> _EXERCISE AIM_: Each record, minus any picture, should be returned exactly as written.

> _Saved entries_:
==========
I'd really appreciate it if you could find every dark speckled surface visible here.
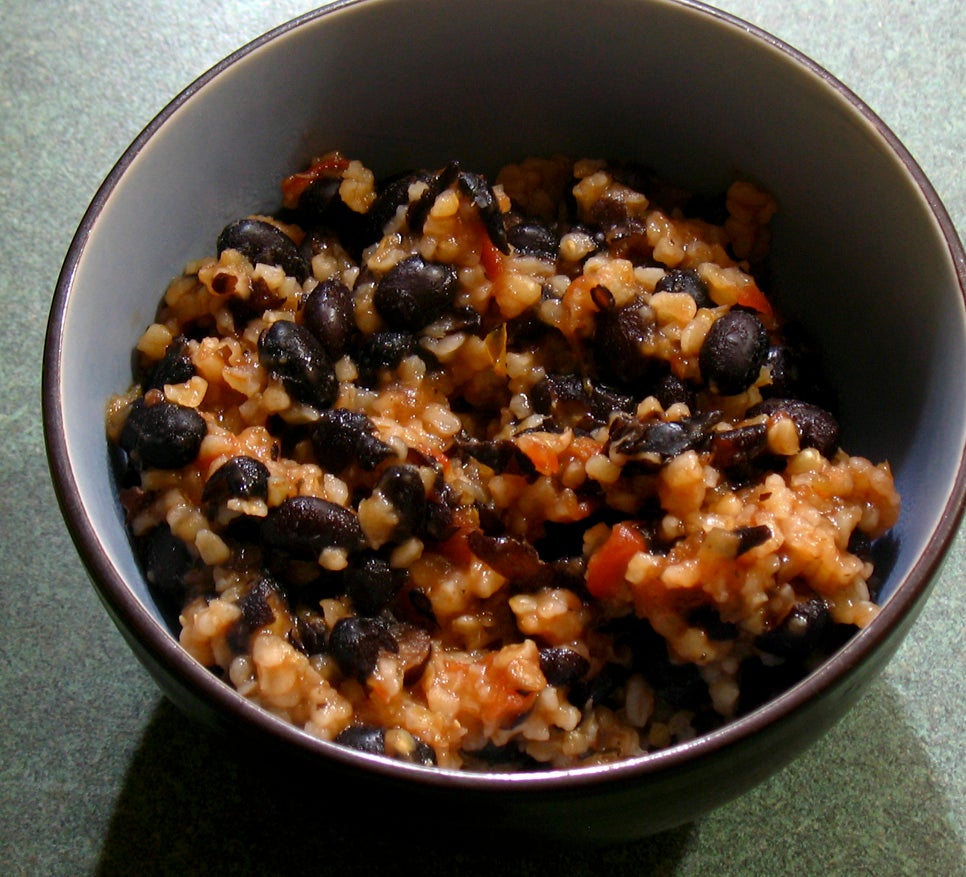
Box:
[3,1,963,873]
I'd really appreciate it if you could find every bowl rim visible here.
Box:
[42,0,966,792]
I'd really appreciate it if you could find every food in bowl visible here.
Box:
[105,151,900,770]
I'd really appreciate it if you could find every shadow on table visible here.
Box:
[94,680,961,876]
[93,697,693,876]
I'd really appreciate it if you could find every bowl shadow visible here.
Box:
[93,680,962,875]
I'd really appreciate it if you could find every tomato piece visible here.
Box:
[736,282,773,317]
[585,522,647,599]
[481,233,504,282]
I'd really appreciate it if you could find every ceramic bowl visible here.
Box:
[43,0,966,842]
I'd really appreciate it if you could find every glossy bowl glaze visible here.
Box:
[43,0,966,842]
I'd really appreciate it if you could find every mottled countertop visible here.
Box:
[2,1,963,873]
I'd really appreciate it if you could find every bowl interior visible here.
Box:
[47,0,966,761]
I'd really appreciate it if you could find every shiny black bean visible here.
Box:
[506,219,558,260]
[373,254,459,332]
[145,336,194,391]
[217,218,310,282]
[302,279,357,361]
[260,496,364,558]
[755,597,831,661]
[202,456,269,505]
[539,646,590,687]
[752,397,840,458]
[329,615,398,681]
[655,268,715,309]
[312,408,393,473]
[120,398,207,470]
[228,575,286,653]
[257,319,338,409]
[335,724,386,755]
[375,465,426,540]
[345,554,405,616]
[699,309,769,395]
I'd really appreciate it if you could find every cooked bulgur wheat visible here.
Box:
[107,152,899,770]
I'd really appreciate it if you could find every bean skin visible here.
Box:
[217,217,310,282]
[373,254,458,332]
[257,319,338,409]
[120,397,207,470]
[539,646,590,687]
[699,309,769,395]
[260,496,364,558]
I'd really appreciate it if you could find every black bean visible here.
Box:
[202,456,269,505]
[626,618,708,709]
[217,218,310,283]
[292,608,328,656]
[655,268,715,309]
[467,531,555,591]
[457,169,509,253]
[355,330,419,378]
[594,299,659,390]
[752,397,840,458]
[455,434,537,476]
[407,161,461,233]
[710,422,769,471]
[687,605,739,642]
[374,465,426,540]
[229,575,286,651]
[335,724,386,755]
[345,554,405,616]
[329,615,397,681]
[699,309,769,395]
[302,278,358,361]
[373,254,459,332]
[120,398,207,470]
[539,646,590,687]
[260,496,364,559]
[140,523,193,603]
[604,220,653,269]
[653,372,695,410]
[367,169,434,243]
[568,664,628,709]
[257,319,338,409]
[755,597,831,661]
[145,336,194,391]
[311,408,393,473]
[506,219,558,261]
[607,411,717,466]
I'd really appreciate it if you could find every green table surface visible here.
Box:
[2,1,963,873]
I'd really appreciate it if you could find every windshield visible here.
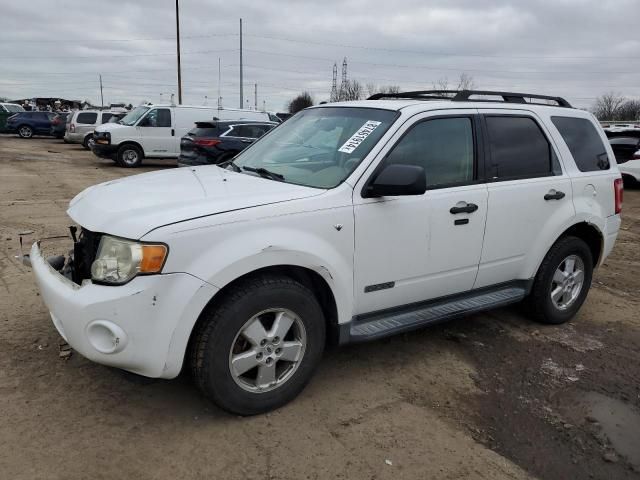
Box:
[4,104,24,113]
[231,107,397,188]
[119,106,149,126]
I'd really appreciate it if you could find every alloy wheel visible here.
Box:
[228,308,306,393]
[550,254,585,310]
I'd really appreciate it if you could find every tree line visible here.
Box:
[592,93,640,122]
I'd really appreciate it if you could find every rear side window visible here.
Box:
[384,117,475,188]
[485,116,552,179]
[551,116,610,171]
[229,124,273,138]
[190,123,220,137]
[76,112,98,124]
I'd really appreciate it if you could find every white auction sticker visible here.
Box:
[338,120,382,154]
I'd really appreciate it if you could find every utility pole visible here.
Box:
[254,83,257,110]
[239,18,243,109]
[175,0,183,104]
[99,74,104,109]
[217,57,221,109]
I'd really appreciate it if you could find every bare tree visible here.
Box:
[592,92,626,121]
[456,73,476,91]
[616,99,640,121]
[339,79,364,101]
[365,83,401,97]
[432,73,476,93]
[288,91,314,113]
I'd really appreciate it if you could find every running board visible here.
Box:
[341,283,529,344]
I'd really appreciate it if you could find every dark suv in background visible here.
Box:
[6,111,56,138]
[178,120,277,167]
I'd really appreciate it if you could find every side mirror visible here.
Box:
[364,164,427,198]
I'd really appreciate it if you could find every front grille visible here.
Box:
[72,228,102,284]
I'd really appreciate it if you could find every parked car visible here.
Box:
[93,105,276,167]
[28,90,622,415]
[178,120,278,167]
[609,136,640,185]
[6,111,56,138]
[0,103,24,133]
[65,110,126,149]
[50,112,70,139]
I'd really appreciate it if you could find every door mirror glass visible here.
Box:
[364,164,426,198]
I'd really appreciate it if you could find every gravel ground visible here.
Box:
[1,134,639,480]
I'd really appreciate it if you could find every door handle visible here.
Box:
[171,129,175,136]
[544,190,565,201]
[450,202,479,214]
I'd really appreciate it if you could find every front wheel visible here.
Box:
[116,144,143,167]
[190,275,326,415]
[526,236,593,325]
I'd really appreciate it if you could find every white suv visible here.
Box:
[28,90,623,415]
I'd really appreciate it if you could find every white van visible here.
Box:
[92,104,275,167]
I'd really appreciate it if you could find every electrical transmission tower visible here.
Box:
[330,62,338,102]
[339,57,348,100]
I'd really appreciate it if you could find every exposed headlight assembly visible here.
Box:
[91,236,167,285]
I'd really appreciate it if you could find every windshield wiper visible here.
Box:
[218,158,241,172]
[242,166,285,181]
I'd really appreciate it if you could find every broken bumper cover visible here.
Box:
[30,242,218,379]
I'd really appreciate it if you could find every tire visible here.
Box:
[190,275,326,415]
[116,144,143,167]
[17,125,33,138]
[83,134,95,150]
[526,236,593,325]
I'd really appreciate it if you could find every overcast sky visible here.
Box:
[1,0,639,111]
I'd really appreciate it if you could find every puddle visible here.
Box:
[582,392,640,468]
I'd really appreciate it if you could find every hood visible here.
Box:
[95,123,129,133]
[68,166,324,239]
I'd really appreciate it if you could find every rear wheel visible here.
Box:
[116,144,143,167]
[83,134,95,150]
[190,275,326,415]
[18,125,33,138]
[526,236,593,324]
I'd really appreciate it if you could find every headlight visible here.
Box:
[91,236,167,284]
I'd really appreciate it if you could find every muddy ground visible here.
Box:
[0,134,639,480]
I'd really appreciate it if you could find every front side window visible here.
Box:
[140,108,171,127]
[101,113,115,124]
[485,116,552,179]
[76,112,98,124]
[551,116,610,171]
[232,107,397,188]
[383,117,475,188]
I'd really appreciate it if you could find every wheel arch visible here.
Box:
[188,265,340,353]
[558,221,604,266]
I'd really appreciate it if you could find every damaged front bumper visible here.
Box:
[29,241,218,379]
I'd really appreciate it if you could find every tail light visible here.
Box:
[614,178,623,215]
[52,118,60,125]
[69,123,75,133]
[195,138,221,147]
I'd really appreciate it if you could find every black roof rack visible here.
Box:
[367,89,572,108]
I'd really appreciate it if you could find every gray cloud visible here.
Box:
[1,0,639,110]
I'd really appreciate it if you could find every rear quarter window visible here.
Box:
[551,116,610,171]
[76,112,98,124]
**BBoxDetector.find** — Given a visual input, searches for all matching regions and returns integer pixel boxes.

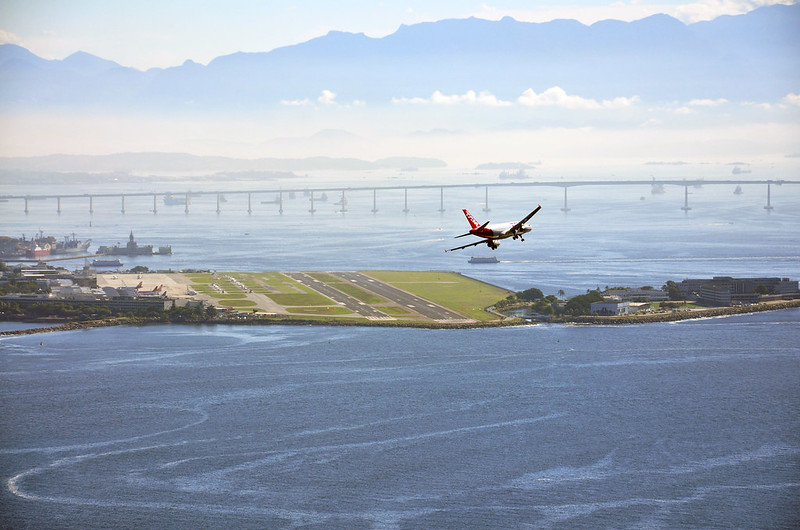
==========
> _RESULT FOR THIS TASK_:
I'd really appreciate it if you could find every dark speckled surface visible here.
Box:
[3,1,963,873]
I'd really appreciate it if you could find every bowl rim visible here.
Box:
[42,0,966,792]
I'd really appreciate it if you could find every food in bowl visible here.
Box:
[105,151,900,770]
I'd really appreciate it if you could find every shadow on table visible here.
Box:
[94,680,961,876]
[93,697,693,876]
I'd really appreciate it if you could find every bowl shadow visible here.
Box:
[93,680,962,875]
I'd really appreciate it if you could find every tomato piece visible here.
Box:
[736,282,773,317]
[585,522,647,599]
[481,233,504,282]
I'd really appreciate it if you could find every ceramic bowl visible here.
Box:
[43,0,966,842]
I'd really appreciate it if you could find every glossy bowl glaze visible here.
Box:
[43,0,966,842]
I'd really appreciate it if you could find every mottled countertop visible here.
Box:
[2,1,963,873]
I'd really appreciate it if you could find every bowl interior visible here.
Box:
[47,0,966,761]
I'd really appreciate it if you could find every shiny black bean visible here.
Box:
[506,219,558,260]
[373,254,459,332]
[145,336,194,391]
[217,218,310,282]
[302,279,357,361]
[260,496,364,558]
[755,597,831,661]
[202,456,269,505]
[539,646,590,687]
[752,397,840,458]
[329,615,398,681]
[655,268,715,309]
[312,408,393,473]
[120,398,207,470]
[228,575,286,653]
[257,319,338,409]
[335,724,386,755]
[375,465,426,540]
[345,554,405,616]
[699,309,769,395]
I'd really appreciate it if you could find every cooked bulgur wheat visible here.
Box:
[107,152,899,770]
I'd really appreciate it if you could find every bean skin visible here.
Box:
[217,217,310,282]
[373,254,458,332]
[257,319,338,409]
[120,397,207,470]
[539,646,590,687]
[699,309,769,395]
[260,496,364,558]
I'd really appreciate it if you could find every black bean visible here.
Box:
[202,456,269,505]
[626,618,708,709]
[217,218,310,283]
[292,608,328,656]
[655,268,715,309]
[467,531,555,591]
[457,169,509,253]
[355,330,419,378]
[594,299,659,390]
[752,397,840,458]
[455,434,537,476]
[407,161,461,233]
[710,422,769,471]
[687,605,739,642]
[374,465,426,540]
[229,575,286,651]
[335,724,386,755]
[345,554,405,616]
[329,615,397,681]
[699,309,769,395]
[302,278,358,361]
[373,254,459,332]
[120,398,207,470]
[539,646,590,687]
[260,496,364,559]
[140,523,193,603]
[604,220,653,269]
[653,372,695,410]
[367,169,434,243]
[568,664,628,709]
[257,319,338,409]
[755,597,831,661]
[145,336,194,391]
[311,408,393,473]
[506,219,558,261]
[607,411,717,466]
I'd really appreciate it if you could find every green table surface visible here.
Box:
[2,1,963,873]
I'd really appreciate it if you could find every windshield visible here.
Box:
[4,104,24,113]
[231,107,397,188]
[119,106,149,126]
I'd really appreciate it if you could find every alloy wheel visible here.
Box:
[228,308,306,393]
[550,254,585,310]
I'd really appreciate it if you could find every tree line visible here.
Box:
[592,93,640,122]
I'd really appreciate it if you could find every rear side window visible here.
Box:
[384,117,475,188]
[485,116,552,179]
[551,116,610,171]
[229,124,273,138]
[190,123,220,137]
[76,112,98,124]
I'd really appreciate it if you could find every white auction sticker visible here.
Box:
[338,120,382,154]
I'd really appreciate it if you could find every utility pole visible here.
Box:
[254,83,257,110]
[239,18,243,109]
[175,0,183,104]
[99,74,104,109]
[217,57,221,109]
I'd really appreciate it if you could find every bare tree visible here.
Box:
[592,92,626,121]
[456,73,476,91]
[616,99,640,121]
[339,79,364,101]
[365,83,401,97]
[432,73,476,93]
[288,91,314,113]
I'd really appreciate it if you could find every running board visible here.
Box:
[341,283,529,344]
I'd really appreciate it if you could find every dark suv in background visible here.
Box:
[6,111,56,138]
[178,120,277,167]
I'd really appreciate it if you could find every side mirror visible here.
Box:
[364,164,427,198]
I'd really appreciate it if you could find every front grille visible here.
Box:
[72,228,102,284]
I'd really appreciate it if you could find every parked car visible here.
Box:
[93,105,276,167]
[28,90,622,415]
[178,120,278,167]
[609,136,640,185]
[6,111,56,138]
[0,103,24,133]
[65,110,126,149]
[50,112,70,139]
I'd really appreciate it if you could find every door mirror glass visible here.
Box:
[364,164,426,198]
I'd really appreciate it if you could find every gravel ground visible here.
Box:
[1,134,639,480]
I'd really appreciate it if you could find every door handle visible here.
Box:
[171,129,175,136]
[544,190,565,201]
[450,202,479,214]
I'd really appreciate it if you could find every front wheel visible here.
Box:
[116,144,143,167]
[190,275,326,415]
[526,236,593,325]
I'd really appreciate it if you could find every white suv visible here.
Box:
[28,90,623,415]
I'd really appreciate it if you could find every white van visible here.
Box:
[92,104,275,167]
I'd really appreciate it if you could find every electrical transmission tower visible here.
Box:
[330,62,338,102]
[339,57,348,100]
I'd really appreciate it if you could find every exposed headlight assembly visible here.
Box:
[91,236,167,285]
I'd really appreciate it if you could find every windshield wiper visible here.
Box:
[218,158,241,172]
[242,166,285,181]
I'd really appreciate it if you could find every broken bumper cover visible here.
Box:
[30,242,218,379]
I'd really appreciate it if you could find every tire visible here.
Box:
[190,275,326,415]
[116,144,143,167]
[17,125,33,138]
[83,134,95,150]
[526,236,593,325]
I'd really appreciate it if you could find every overcast sky visible here.
Box:
[1,0,639,111]
I'd really appreciate it if you could find every puddle visible here.
Box:
[582,392,640,468]
I'd really appreciate it if you could find every hood visible here.
Box:
[95,123,129,133]
[68,166,324,239]
I'd really appreciate it if you could find every rear wheel visible here.
Box:
[116,144,143,167]
[83,134,95,150]
[190,275,326,415]
[18,125,33,138]
[526,236,593,324]
I'd really appreciate it if you could find every headlight visible here.
Box:
[91,236,167,284]
I'd really appreciate it if you could find every muddy ground visible here.
Box:
[0,134,639,480]
I'd really appreciate it if you could find every front side window visible here.
Box:
[140,108,171,127]
[101,113,115,124]
[485,116,552,179]
[76,112,98,124]
[551,116,610,171]
[232,107,397,188]
[383,117,475,188]
I'd really appreciate it if you could find every wheel arch visible here.
Box:
[188,265,340,353]
[558,221,604,266]
I'd really appreciate it if you could find every damaged front bumper visible here.
Box:
[29,241,218,379]
I'd really appreciate it if you could find every tail light visible here.
Box:
[614,178,623,215]
[52,118,60,125]
[69,123,75,133]
[195,138,221,147]
I'd really appreciate it if you could find every black roof rack visible here.
Box:
[367,89,572,108]
I'd really appreciate it if you could find every gray cloud visible here.
Box:
[1,0,639,110]
I'd really appreciate it if you could find every rear quarter window visible here.
Box:
[551,116,610,171]
[76,112,98,124]
**BBoxDetector.find** — Given a visual input, searches for all matching regions and returns integer pixel boxes.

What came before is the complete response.